Texto para leer ->
▼

El mito de la caverna florentina

EL MUNDO – 08/05/16 – ARCADI ESPADA

Arcadi Espada
Arcadi Espada

· Mi liberada: Como periodista joven, todos los pensamientos, incluidos los más vulgares, son para mí novedad y descubrimiento. De ahí que vaya a contarte mi experiencia en el Estadio. Por influencia del experto Jorge Bustos e invitación del magnate Florentino Pérez estuve esta semana en el palco del Bernabéu viendo cómo el primer club del mundo y segundo club de Cataluña vencía a un equipo inglés y pasaba a la final de la Copa de Europa. El fútbol me interesa poco, excepto en su vertiente política. Como aquel gran Pablo Porta, que fue una de las primeras víctimas del populismo mediático, sería incapaz de tragarme un Camerún-Uruguay a menos de que las dos naciones estuvieran en guerra.

Pero, desde mi infancia, procuro no perderme un Barça-Madrid, porque siempre hemos estado en guerra. En realidad, juegue contra el que juegue, mi Madrid siempre juega contra el Barça y supongo que lo mismo le pasa a mis enemigos. Incluso la victoria más modesta siempre es a costa de los azulgrana, y es gracias a ellos y para el goce de ellos la tristeza incurable de nuestras derrotas. A veces en la madrugada, y anclado sin contemplaciones frente al espejo, me he preguntado si mi equipo no será el Barça y mi práctica la de un fanatismo inverso; si antes que el equipo de mis amores no estará el equipo de mis odios.

El porqué esto es así habiendo nacido en Barcelona de emigrante andaluz y episódica catalana no es fácil de saber. El charneguismo es lo primero que viene a la boca, pero no es condición suficiente, porque es sabido que se puede ser charnego y Vázquez Montalbán. El Barça es un fluido pasillo de integración social y moral, pero o yo no vi necesidad de integrarme, porque nunca estuve fuera de nada, o entendí precozmente que ese equipo y lo que traía asociado era un camino a la desintegración.

Mi explicación favorita es estética y trata del color de las camisetas. Es difícil imaginarse un maridaje cromático más absurdo y pernicioso que el azulgrana. Ver al Madrid, de blanco sobre la hierba, fue siempre una coreografía, aunque jugara el sudoroso Ángel de los Santos. Por el contrario, basta un azulgrana sobre el verde para que el campo adquiera la calamitosa estética de un chikipark. En mi rechazo, desde luego, estuvo también lo de culé, esa oscura, patriótica y religiosa declaración de intenciones desde el puro arranque nominativo.

Pero nunca estuve en el Bernabéu, viendo a mi Madrid.

▲

Filas de datos de anotación de recuadros:
▼

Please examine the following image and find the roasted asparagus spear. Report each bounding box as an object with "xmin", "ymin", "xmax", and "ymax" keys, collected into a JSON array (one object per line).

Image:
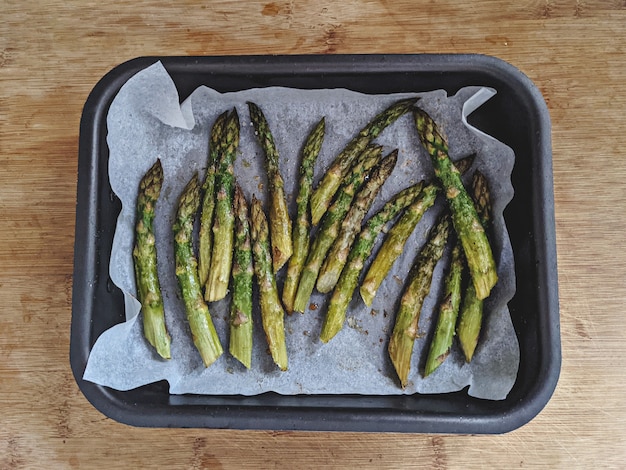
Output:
[
  {"xmin": 133, "ymin": 160, "xmax": 171, "ymax": 359},
  {"xmin": 248, "ymin": 102, "xmax": 293, "ymax": 273},
  {"xmin": 388, "ymin": 213, "xmax": 450, "ymax": 388},
  {"xmin": 320, "ymin": 182, "xmax": 424, "ymax": 343},
  {"xmin": 457, "ymin": 171, "xmax": 491, "ymax": 362},
  {"xmin": 229, "ymin": 185, "xmax": 254, "ymax": 369},
  {"xmin": 311, "ymin": 98, "xmax": 417, "ymax": 225},
  {"xmin": 250, "ymin": 196, "xmax": 287, "ymax": 370},
  {"xmin": 424, "ymin": 243, "xmax": 463, "ymax": 377},
  {"xmin": 204, "ymin": 109, "xmax": 239, "ymax": 302},
  {"xmin": 198, "ymin": 111, "xmax": 228, "ymax": 286},
  {"xmin": 293, "ymin": 146, "xmax": 382, "ymax": 313},
  {"xmin": 413, "ymin": 108, "xmax": 498, "ymax": 299},
  {"xmin": 172, "ymin": 174, "xmax": 223, "ymax": 367},
  {"xmin": 316, "ymin": 150, "xmax": 398, "ymax": 293},
  {"xmin": 283, "ymin": 118, "xmax": 326, "ymax": 313},
  {"xmin": 360, "ymin": 155, "xmax": 475, "ymax": 305},
  {"xmin": 359, "ymin": 184, "xmax": 439, "ymax": 305}
]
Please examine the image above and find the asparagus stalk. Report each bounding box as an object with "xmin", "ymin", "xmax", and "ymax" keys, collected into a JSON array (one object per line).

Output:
[
  {"xmin": 413, "ymin": 108, "xmax": 498, "ymax": 299},
  {"xmin": 248, "ymin": 102, "xmax": 293, "ymax": 273},
  {"xmin": 320, "ymin": 182, "xmax": 424, "ymax": 343},
  {"xmin": 388, "ymin": 214, "xmax": 450, "ymax": 388},
  {"xmin": 283, "ymin": 118, "xmax": 326, "ymax": 314},
  {"xmin": 424, "ymin": 243, "xmax": 463, "ymax": 377},
  {"xmin": 359, "ymin": 184, "xmax": 439, "ymax": 306},
  {"xmin": 293, "ymin": 146, "xmax": 382, "ymax": 313},
  {"xmin": 311, "ymin": 98, "xmax": 417, "ymax": 225},
  {"xmin": 250, "ymin": 196, "xmax": 287, "ymax": 370},
  {"xmin": 172, "ymin": 174, "xmax": 223, "ymax": 367},
  {"xmin": 204, "ymin": 109, "xmax": 239, "ymax": 302},
  {"xmin": 229, "ymin": 185, "xmax": 254, "ymax": 369},
  {"xmin": 133, "ymin": 159, "xmax": 171, "ymax": 359},
  {"xmin": 360, "ymin": 155, "xmax": 475, "ymax": 305},
  {"xmin": 457, "ymin": 171, "xmax": 491, "ymax": 362},
  {"xmin": 198, "ymin": 111, "xmax": 228, "ymax": 286},
  {"xmin": 316, "ymin": 150, "xmax": 398, "ymax": 293}
]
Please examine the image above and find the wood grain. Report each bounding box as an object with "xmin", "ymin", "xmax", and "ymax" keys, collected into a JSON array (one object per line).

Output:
[{"xmin": 0, "ymin": 0, "xmax": 626, "ymax": 469}]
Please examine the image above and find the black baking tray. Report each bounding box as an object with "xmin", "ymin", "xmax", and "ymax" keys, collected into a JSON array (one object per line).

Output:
[{"xmin": 70, "ymin": 54, "xmax": 561, "ymax": 433}]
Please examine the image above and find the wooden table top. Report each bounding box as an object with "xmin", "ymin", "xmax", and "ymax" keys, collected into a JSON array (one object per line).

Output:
[{"xmin": 0, "ymin": 0, "xmax": 626, "ymax": 469}]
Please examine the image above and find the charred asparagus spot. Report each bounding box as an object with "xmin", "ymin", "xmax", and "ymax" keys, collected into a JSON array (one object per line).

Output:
[
  {"xmin": 360, "ymin": 184, "xmax": 439, "ymax": 306},
  {"xmin": 172, "ymin": 174, "xmax": 223, "ymax": 367},
  {"xmin": 360, "ymin": 155, "xmax": 475, "ymax": 305},
  {"xmin": 293, "ymin": 146, "xmax": 382, "ymax": 313},
  {"xmin": 424, "ymin": 243, "xmax": 464, "ymax": 377},
  {"xmin": 413, "ymin": 108, "xmax": 498, "ymax": 299},
  {"xmin": 133, "ymin": 160, "xmax": 171, "ymax": 359},
  {"xmin": 317, "ymin": 150, "xmax": 398, "ymax": 293},
  {"xmin": 457, "ymin": 171, "xmax": 491, "ymax": 362},
  {"xmin": 248, "ymin": 102, "xmax": 293, "ymax": 273},
  {"xmin": 283, "ymin": 118, "xmax": 326, "ymax": 314},
  {"xmin": 250, "ymin": 196, "xmax": 287, "ymax": 370},
  {"xmin": 198, "ymin": 111, "xmax": 228, "ymax": 286},
  {"xmin": 204, "ymin": 109, "xmax": 239, "ymax": 302},
  {"xmin": 311, "ymin": 98, "xmax": 418, "ymax": 225},
  {"xmin": 229, "ymin": 185, "xmax": 254, "ymax": 369},
  {"xmin": 320, "ymin": 182, "xmax": 424, "ymax": 343},
  {"xmin": 388, "ymin": 213, "xmax": 450, "ymax": 388}
]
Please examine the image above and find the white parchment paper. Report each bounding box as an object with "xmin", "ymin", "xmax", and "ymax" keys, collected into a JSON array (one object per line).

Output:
[{"xmin": 84, "ymin": 62, "xmax": 519, "ymax": 400}]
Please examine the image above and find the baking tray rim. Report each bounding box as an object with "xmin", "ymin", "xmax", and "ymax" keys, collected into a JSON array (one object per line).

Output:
[{"xmin": 70, "ymin": 54, "xmax": 561, "ymax": 434}]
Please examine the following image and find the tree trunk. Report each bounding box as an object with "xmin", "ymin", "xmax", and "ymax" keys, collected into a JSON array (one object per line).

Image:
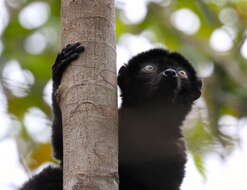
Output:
[{"xmin": 59, "ymin": 0, "xmax": 118, "ymax": 190}]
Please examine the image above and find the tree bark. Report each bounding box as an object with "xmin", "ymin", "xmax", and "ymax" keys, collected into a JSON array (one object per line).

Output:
[{"xmin": 58, "ymin": 0, "xmax": 118, "ymax": 190}]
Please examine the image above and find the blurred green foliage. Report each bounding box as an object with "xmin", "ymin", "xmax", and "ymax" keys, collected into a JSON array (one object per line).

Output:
[{"xmin": 0, "ymin": 0, "xmax": 247, "ymax": 175}]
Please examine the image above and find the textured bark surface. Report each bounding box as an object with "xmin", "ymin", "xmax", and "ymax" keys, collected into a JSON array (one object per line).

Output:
[{"xmin": 59, "ymin": 0, "xmax": 118, "ymax": 190}]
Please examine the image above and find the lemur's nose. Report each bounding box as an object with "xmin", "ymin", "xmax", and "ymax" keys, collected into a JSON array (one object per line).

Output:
[{"xmin": 162, "ymin": 69, "xmax": 177, "ymax": 78}]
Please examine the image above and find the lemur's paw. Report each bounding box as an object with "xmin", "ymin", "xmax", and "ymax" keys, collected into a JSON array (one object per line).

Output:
[{"xmin": 52, "ymin": 42, "xmax": 85, "ymax": 85}]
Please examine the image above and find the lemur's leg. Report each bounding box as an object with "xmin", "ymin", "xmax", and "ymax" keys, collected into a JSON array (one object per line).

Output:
[{"xmin": 52, "ymin": 42, "xmax": 84, "ymax": 164}]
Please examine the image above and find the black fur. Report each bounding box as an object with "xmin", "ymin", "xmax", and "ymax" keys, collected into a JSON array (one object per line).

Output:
[
  {"xmin": 20, "ymin": 43, "xmax": 84, "ymax": 190},
  {"xmin": 20, "ymin": 167, "xmax": 63, "ymax": 190},
  {"xmin": 21, "ymin": 43, "xmax": 201, "ymax": 190},
  {"xmin": 118, "ymin": 49, "xmax": 202, "ymax": 190}
]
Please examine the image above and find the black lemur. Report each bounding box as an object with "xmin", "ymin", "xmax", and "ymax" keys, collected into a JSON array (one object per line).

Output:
[
  {"xmin": 19, "ymin": 43, "xmax": 202, "ymax": 190},
  {"xmin": 118, "ymin": 49, "xmax": 202, "ymax": 190}
]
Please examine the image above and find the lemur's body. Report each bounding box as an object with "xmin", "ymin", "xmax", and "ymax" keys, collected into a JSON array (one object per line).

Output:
[{"xmin": 22, "ymin": 43, "xmax": 201, "ymax": 190}]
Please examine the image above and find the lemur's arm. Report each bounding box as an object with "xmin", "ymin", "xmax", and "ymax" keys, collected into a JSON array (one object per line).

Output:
[{"xmin": 52, "ymin": 42, "xmax": 84, "ymax": 163}]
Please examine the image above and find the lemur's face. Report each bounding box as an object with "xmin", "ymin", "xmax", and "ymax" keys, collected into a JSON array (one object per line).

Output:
[{"xmin": 118, "ymin": 49, "xmax": 201, "ymax": 102}]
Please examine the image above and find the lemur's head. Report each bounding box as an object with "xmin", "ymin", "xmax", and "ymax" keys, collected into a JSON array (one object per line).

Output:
[{"xmin": 118, "ymin": 49, "xmax": 202, "ymax": 104}]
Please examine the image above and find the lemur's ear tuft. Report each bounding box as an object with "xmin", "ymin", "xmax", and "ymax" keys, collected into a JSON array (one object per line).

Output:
[
  {"xmin": 117, "ymin": 65, "xmax": 130, "ymax": 89},
  {"xmin": 193, "ymin": 79, "xmax": 202, "ymax": 100}
]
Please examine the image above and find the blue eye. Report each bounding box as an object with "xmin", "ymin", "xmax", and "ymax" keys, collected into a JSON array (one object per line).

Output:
[
  {"xmin": 143, "ymin": 65, "xmax": 154, "ymax": 72},
  {"xmin": 178, "ymin": 71, "xmax": 188, "ymax": 78}
]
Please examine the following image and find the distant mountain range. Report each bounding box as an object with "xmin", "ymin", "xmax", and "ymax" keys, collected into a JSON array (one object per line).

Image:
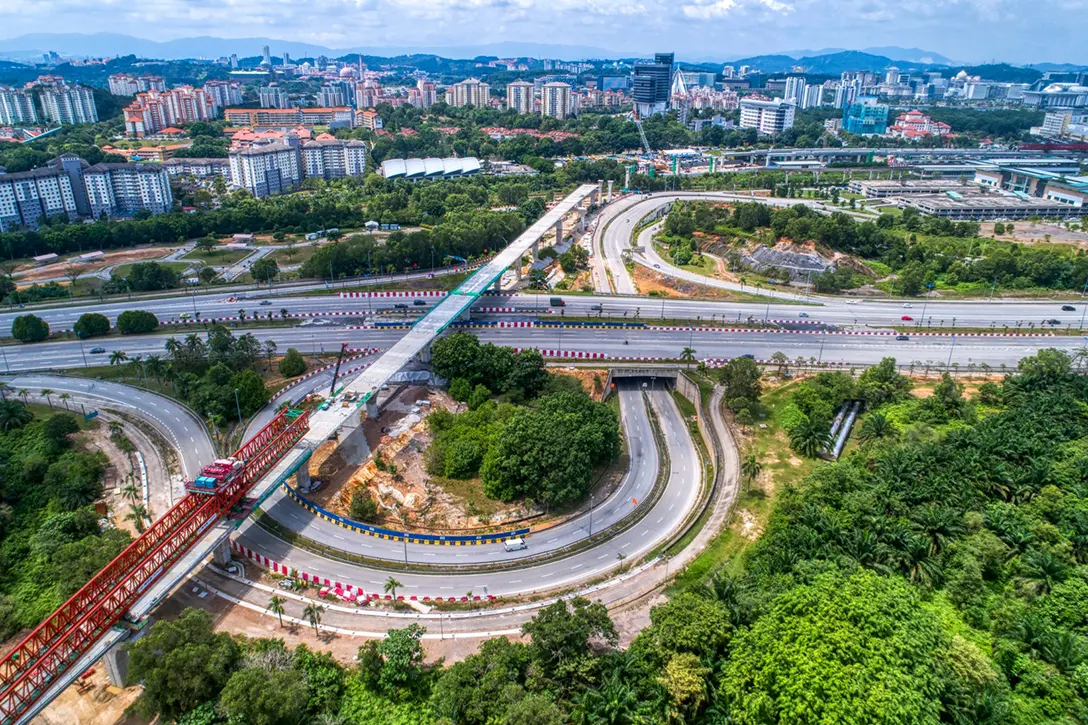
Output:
[{"xmin": 0, "ymin": 33, "xmax": 1078, "ymax": 75}]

▲

Ejercicio 1 ->
Responde según la columna sobre el Madrid y el Barça:
(a) ¿Quién invitó al palco del Bernabéu a quien escribe?
(b) ¿Qué partido procura no perderse desde su infancia?
(c) ¿De qué trata su explicación favorita?
Ejercicio 2 -> Escribe la continuación de la columna sobre el Madrid y el Barça a partir de su última frase.

Respuesta correcta 1 ->
(a) El magnate Florentino Pérez.
(b) Un Barça-Madrid.
(c) Es estética y trata del color de las camisetas.

Respuesta correcta 2 ->
Convendrás, mi torcida blaugrana, que estrenarme por el palco en semifinales europeas y ganando mejora decisivamente mi currículum. El palco del Madrid es donde hoy chicotea la crema de la intelectualidad. Figúrate que la otra noche no solo estábamos allí Bustos y yo, sino también Novak Djokovic, Cristina Cifuentes y Mariano Fernández Bermejo, el cazador. Dicen que el palco es, además, el claustro del poder de España. Comprobé hasta qué punto era cierto en cuanto aparecieron los jugadores. Los otrora dioses adquirieron una estatura humana convencional. Comprendí que verlos desde las altas gradas donde prospera el pueblo, o a través del ojo infatuado de la televisión era la clave de su identidad de gigantes.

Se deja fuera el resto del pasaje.